Output all records precisely as written.

(Point labeling dataset excerpts)
________

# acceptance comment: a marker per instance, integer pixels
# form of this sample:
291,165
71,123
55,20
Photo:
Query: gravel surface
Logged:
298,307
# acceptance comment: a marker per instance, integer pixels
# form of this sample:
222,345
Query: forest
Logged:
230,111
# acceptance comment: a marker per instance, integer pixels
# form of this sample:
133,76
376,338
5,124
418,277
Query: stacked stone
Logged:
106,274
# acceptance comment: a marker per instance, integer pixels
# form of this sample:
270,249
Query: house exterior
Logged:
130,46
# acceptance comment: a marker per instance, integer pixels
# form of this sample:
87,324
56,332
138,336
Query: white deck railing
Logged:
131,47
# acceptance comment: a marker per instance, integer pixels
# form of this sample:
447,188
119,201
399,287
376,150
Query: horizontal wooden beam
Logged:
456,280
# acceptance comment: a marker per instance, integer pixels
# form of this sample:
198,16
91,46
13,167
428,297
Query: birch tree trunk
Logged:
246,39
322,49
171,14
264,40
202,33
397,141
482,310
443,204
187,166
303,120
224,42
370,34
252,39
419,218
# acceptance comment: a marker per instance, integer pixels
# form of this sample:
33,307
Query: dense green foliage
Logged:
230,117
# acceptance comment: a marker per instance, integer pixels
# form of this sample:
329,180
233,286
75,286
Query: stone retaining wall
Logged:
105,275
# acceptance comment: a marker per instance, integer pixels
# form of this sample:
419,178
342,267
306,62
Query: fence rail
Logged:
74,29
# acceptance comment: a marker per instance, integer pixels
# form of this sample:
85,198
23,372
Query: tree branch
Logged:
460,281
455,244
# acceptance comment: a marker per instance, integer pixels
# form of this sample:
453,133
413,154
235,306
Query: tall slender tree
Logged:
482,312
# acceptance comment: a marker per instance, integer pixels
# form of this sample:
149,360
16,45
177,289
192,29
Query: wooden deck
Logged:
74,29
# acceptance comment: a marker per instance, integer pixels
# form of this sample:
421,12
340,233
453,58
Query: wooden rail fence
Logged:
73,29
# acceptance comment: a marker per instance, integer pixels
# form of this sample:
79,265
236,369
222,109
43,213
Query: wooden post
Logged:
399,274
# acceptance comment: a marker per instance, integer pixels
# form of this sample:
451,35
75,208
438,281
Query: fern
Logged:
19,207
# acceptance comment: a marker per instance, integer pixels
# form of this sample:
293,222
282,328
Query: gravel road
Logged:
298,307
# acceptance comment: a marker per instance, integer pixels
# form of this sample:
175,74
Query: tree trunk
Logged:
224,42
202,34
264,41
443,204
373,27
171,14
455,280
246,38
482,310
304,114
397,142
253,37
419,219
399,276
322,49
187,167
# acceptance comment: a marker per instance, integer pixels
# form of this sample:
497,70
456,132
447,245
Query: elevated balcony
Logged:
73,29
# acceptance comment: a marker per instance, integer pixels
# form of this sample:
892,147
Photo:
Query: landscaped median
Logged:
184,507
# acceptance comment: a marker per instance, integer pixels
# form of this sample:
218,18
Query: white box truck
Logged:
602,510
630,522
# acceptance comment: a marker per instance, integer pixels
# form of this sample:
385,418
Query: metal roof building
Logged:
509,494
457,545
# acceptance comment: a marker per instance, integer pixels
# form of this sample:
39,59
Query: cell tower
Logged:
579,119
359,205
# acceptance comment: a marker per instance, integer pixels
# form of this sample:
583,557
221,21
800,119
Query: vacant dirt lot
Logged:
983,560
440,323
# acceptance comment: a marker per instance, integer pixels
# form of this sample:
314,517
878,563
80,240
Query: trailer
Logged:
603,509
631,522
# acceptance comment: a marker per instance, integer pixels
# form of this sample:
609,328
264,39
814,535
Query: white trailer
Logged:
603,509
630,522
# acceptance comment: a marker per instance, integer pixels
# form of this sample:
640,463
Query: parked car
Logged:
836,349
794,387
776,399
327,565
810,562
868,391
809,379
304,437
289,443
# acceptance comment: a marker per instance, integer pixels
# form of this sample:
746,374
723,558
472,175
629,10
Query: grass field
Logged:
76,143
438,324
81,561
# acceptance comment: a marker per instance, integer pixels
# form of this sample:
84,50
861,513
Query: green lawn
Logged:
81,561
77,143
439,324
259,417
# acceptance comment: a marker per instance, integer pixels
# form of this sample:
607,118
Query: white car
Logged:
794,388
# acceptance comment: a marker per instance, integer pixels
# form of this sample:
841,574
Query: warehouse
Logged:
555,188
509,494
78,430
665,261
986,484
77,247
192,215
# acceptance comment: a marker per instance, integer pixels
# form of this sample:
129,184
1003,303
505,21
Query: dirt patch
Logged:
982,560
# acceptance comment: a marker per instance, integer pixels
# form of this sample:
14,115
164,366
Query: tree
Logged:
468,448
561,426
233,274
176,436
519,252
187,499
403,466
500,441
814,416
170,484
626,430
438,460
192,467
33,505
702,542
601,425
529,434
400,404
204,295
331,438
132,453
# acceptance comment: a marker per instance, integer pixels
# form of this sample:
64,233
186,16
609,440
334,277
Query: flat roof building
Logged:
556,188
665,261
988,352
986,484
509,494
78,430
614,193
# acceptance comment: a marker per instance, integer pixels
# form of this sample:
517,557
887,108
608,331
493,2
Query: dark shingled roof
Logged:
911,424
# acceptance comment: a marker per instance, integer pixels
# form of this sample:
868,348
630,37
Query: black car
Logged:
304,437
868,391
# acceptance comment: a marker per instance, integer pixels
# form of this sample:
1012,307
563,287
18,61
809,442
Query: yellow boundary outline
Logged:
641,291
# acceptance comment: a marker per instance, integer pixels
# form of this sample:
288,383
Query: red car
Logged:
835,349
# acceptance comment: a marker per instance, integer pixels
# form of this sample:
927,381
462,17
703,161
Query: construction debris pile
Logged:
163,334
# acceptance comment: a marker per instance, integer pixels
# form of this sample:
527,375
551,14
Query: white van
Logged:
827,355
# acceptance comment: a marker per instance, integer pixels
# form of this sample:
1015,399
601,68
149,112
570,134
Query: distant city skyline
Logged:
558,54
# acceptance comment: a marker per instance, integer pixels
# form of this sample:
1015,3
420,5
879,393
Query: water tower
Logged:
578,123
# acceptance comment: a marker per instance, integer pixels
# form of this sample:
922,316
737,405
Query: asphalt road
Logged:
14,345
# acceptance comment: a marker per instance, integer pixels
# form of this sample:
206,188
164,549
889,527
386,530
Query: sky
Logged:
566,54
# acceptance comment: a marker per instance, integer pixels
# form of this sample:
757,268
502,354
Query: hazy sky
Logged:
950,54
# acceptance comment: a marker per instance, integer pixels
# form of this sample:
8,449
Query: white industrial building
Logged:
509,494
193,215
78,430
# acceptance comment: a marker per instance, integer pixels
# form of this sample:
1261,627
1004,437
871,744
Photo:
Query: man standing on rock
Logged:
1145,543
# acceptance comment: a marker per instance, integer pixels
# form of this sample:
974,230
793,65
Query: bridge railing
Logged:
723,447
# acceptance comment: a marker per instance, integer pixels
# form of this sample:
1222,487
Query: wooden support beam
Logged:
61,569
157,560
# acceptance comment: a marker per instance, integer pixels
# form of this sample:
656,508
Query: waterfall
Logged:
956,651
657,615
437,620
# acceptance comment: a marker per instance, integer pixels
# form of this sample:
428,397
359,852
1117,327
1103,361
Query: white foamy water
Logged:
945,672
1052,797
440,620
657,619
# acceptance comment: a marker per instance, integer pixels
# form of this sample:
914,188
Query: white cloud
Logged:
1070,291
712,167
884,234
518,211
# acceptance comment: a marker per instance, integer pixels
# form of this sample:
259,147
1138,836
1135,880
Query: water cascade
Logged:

________

> _Output of the task_:
# acceptance comment: a marker per instance, integer pixels
# form of this sample:
291,165
71,123
55,20
Photo:
Query: gravel surface
Logged:
298,307
# acceptance comment: a marker per instance, integer pixels
# form of this sample:
222,345
Query: forest
Logged:
230,111
# acceptance comment: a marker per instance, integer pixels
# form of this sample:
133,76
376,338
5,124
418,277
Query: stacked stone
Logged:
106,274
# acceptance comment: a marker per instance, integer pixels
# form of this sample:
270,249
Query: house exterior
Logged:
130,46
# acceptance comment: a marker per instance, integer pixels
# form of this sample:
87,324
56,332
138,336
Query: white deck railing
Logged:
131,47
# acceptance comment: a marker per instance, integer pixels
# form of this sample:
447,188
119,201
399,287
376,150
Query: horizontal wooden beam
Logged:
456,280
# acceptance comment: a marker per instance, integer pixels
# form of this sample:
198,16
91,46
13,167
428,297
Query: birch tree trunk
Logged:
246,39
322,49
171,14
264,40
202,33
397,141
482,310
443,204
187,166
303,120
224,42
370,34
252,39
419,218
# acceptance comment: a marker per instance, integer pixels
# form of this sample:
33,307
Query: dense green foliage
Logged:
230,117
# acceptance comment: a marker per instance, integer pixels
# form of this sample:
329,180
233,286
75,286
Query: stone retaining wall
Logged:
105,275
# acceptance comment: a marker per instance, integer pixels
# form of this sample:
419,178
342,267
306,62
Query: fence rail
Logged:
74,29
# acceptance comment: a marker per instance, integer pixels
# form of this sample:
85,198
23,372
Query: tree branch
Logged:
460,281
455,244
# acceptance comment: a marker per instance, integer pixels
# form of this sample:
453,133
413,154
235,306
Query: tall slender tree
Logged:
482,312
# acceptance comment: a marker per instance, integer pixels
# form of this sample:
149,360
16,45
177,289
192,29
Query: wooden deck
Logged:
74,29
# acceptance comment: a marker per instance, integer pixels
# form of this sample:
421,12
340,233
453,58
Query: wooden rail fence
Logged:
73,29
# acceptance comment: a marker per instance, integer pixels
# form of this sample:
79,265
236,369
222,109
43,213
Query: wooden post
Logged:
399,274
# acceptance comment: a marker per instance, integer pixels
# form of this sample:
451,35
75,208
438,281
Query: fern
Logged:
19,207
# acceptance comment: a marker per instance, integer pixels
# form of this sample:
293,222
282,328
Query: gravel road
Logged:
298,307
# acceptance comment: a marker per instance, integer pixels
# form of this sample:
175,74
Query: tree trunk
Logged:
224,42
202,34
264,41
443,204
373,27
171,14
455,280
246,38
482,310
304,114
397,142
253,37
419,219
399,276
322,49
187,167
# acceptance comment: a marker per instance, integer pixels
# form of this sample:
497,70
456,132
447,245
Query: elevated balcony
Logged:
73,29
# acceptance comment: a marker per instance, integer pixels
# form of this sample:
892,147
Photo:
Query: landscaped median
Logged:
184,507
# acceptance comment: a marker per instance, integer pixels
# form of this sample:
218,18
Query: white box truck
Logged:
602,510
630,522
# acceptance comment: a marker per instance, integer pixels
# form of this sample:
385,418
Query: metal roof building
Logged:
509,494
457,545
# acceptance comment: a marker per instance, integer pixels
# form of this sample:
39,59
Query: cell tower
Logged:
579,119
359,205
# acceptance comment: a marker per instance, integer pixels
# form of this sample:
583,557
221,21
800,119
Query: vacant dirt lot
Logged:
983,560
440,323
# acceptance comment: a marker per instance, integer pixels
# form of this sample:
314,517
878,563
80,240
Query: trailer
Logged:
603,509
631,522
# acceptance comment: a marker per instance, integer pixels
# form of this sample:
609,328
264,39
814,535
Query: white trailer
Logged:
603,509
630,522
# acceptance comment: a marker per instance, integer pixels
# form of this sample:
640,463
Query: parked car
Logged:
836,349
794,387
776,399
327,565
810,562
868,391
809,379
304,437
289,443
# acceptance comment: a marker per instance, integer pixels
# form of this sample:
746,374
723,558
472,175
629,10
Query: grass field
Logged:
76,143
438,324
81,561
# acceptance comment: a marker per instance, integer pixels
# form of this sample:
84,50
861,513
Query: green lawn
Logged:
81,561
77,143
439,324
259,417
# acceptance comment: a marker per instance, integer pixels
# form of this sample:
607,118
Query: white car
Logged:
794,388
# acceptance comment: a marker per instance, integer pixels
# form of this sample:
841,574
Query: warehouse
Logged:
555,188
509,494
78,430
665,261
986,484
77,247
192,215
# acceptance comment: a marker per instance, integer pixels
# form of this sample:
129,184
1003,303
505,21
Query: dirt patch
Logged:
982,560
# acceptance comment: a marker per instance, integer pixels
# form of this sample:
14,115
164,366
Query: tree
Logged:
468,448
561,426
233,274
176,436
519,252
187,499
403,466
500,441
814,416
170,484
626,430
438,460
192,467
33,505
702,542
601,425
529,434
400,404
204,295
331,438
132,453
# acceptance comment: a marker per instance, integer pixels
# form of this sample:
64,233
186,16
609,440
334,277
Query: flat roof building
Logged:
556,188
665,261
988,352
986,484
509,494
78,430
614,193
# acceptance comment: a marker per instance, integer pixels
# form of this sample:
517,557
887,108
608,331
493,2
Query: dark shingled roof
Logged:
911,424
# acceptance comment: a marker per instance, integer pixels
# form of this sample:
868,348
630,37
Query: black car
Logged:
304,437
868,391
# acceptance comment: a marker per instance, integer pixels
# form of this sample:
1012,307
563,287
18,61
809,442
Query: yellow boundary outline
Logged:
641,291
# acceptance comment: a marker per instance, integer pixels
# form of this sample:
288,383
Query: red car
Logged:
835,349
# acceptance comment: a marker per instance, integer pixels
# form of this sample:
927,381
462,17
703,161
Query: construction debris pile
Logged:
163,334
# acceptance comment: a marker per instance, integer pixels
# form of this sample:
527,375
551,14
Query: white van
Logged:
827,355
# acceptance comment: a marker per instance, integer pixels
# form of this sample:
1015,399
601,68
149,112
570,134
Query: distant city skyline
Logged:
558,54
# acceptance comment: a marker per instance, integer pixels
# form of this sample:
1015,3
420,5
879,393
Query: water tower
Logged:
578,123
# acceptance comment: a marker per instance, integer pixels
# form of this sample:
922,316
737,405
Query: asphalt road
Logged:
14,345
# acceptance comment: a marker per instance, integer pixels
# form of this sample:
206,188
164,549
889,527
386,530
Query: sky
Logged:
566,54
# acceptance comment: a marker per instance, integer pixels
# form of this sample:
757,268
502,354
Query: hazy sky
Logged:
950,54
# acceptance comment: a marker per instance, integer pixels
# form of this sample:
8,449
Query: white industrial building
Logged:
509,494
193,215
78,430
# acceptance comment: a marker per instance, integer pixels
# form of this sample:
1261,627
1004,437
871,744
Photo:
Query: man standing on rock
Logged:
1145,543
# acceptance comment: a marker per instance, integer pixels
# form of this sample:
974,230
793,65
Query: bridge railing
Logged:
723,447
# acceptance comment: a marker per instance, integer pixels
# form of this sample:
1222,487
Query: wooden support beam
Logged:
61,569
157,560
# acceptance comment: a marker per instance, integer pixels
# form of this sample:
656,508
Query: waterfall
Logged:
956,651
657,615
437,620
# acceptance comment: a marker per instance, integer pixels
# form of this sample:
428,397
359,852
1117,327
1103,361
Query: white foamy water
Logged:
945,672
1052,797
440,620
657,619
# acceptance comment: a marker per instance, integer pixels
# form of this sample:
914,188
Query: white cloud
Logged:
1070,291
712,167
884,234
518,211
# acceptance comment: a marker per instance, integer pixels
# form of this sample:
259,147
1138,836
1135,880
Query: water cascade
Logged:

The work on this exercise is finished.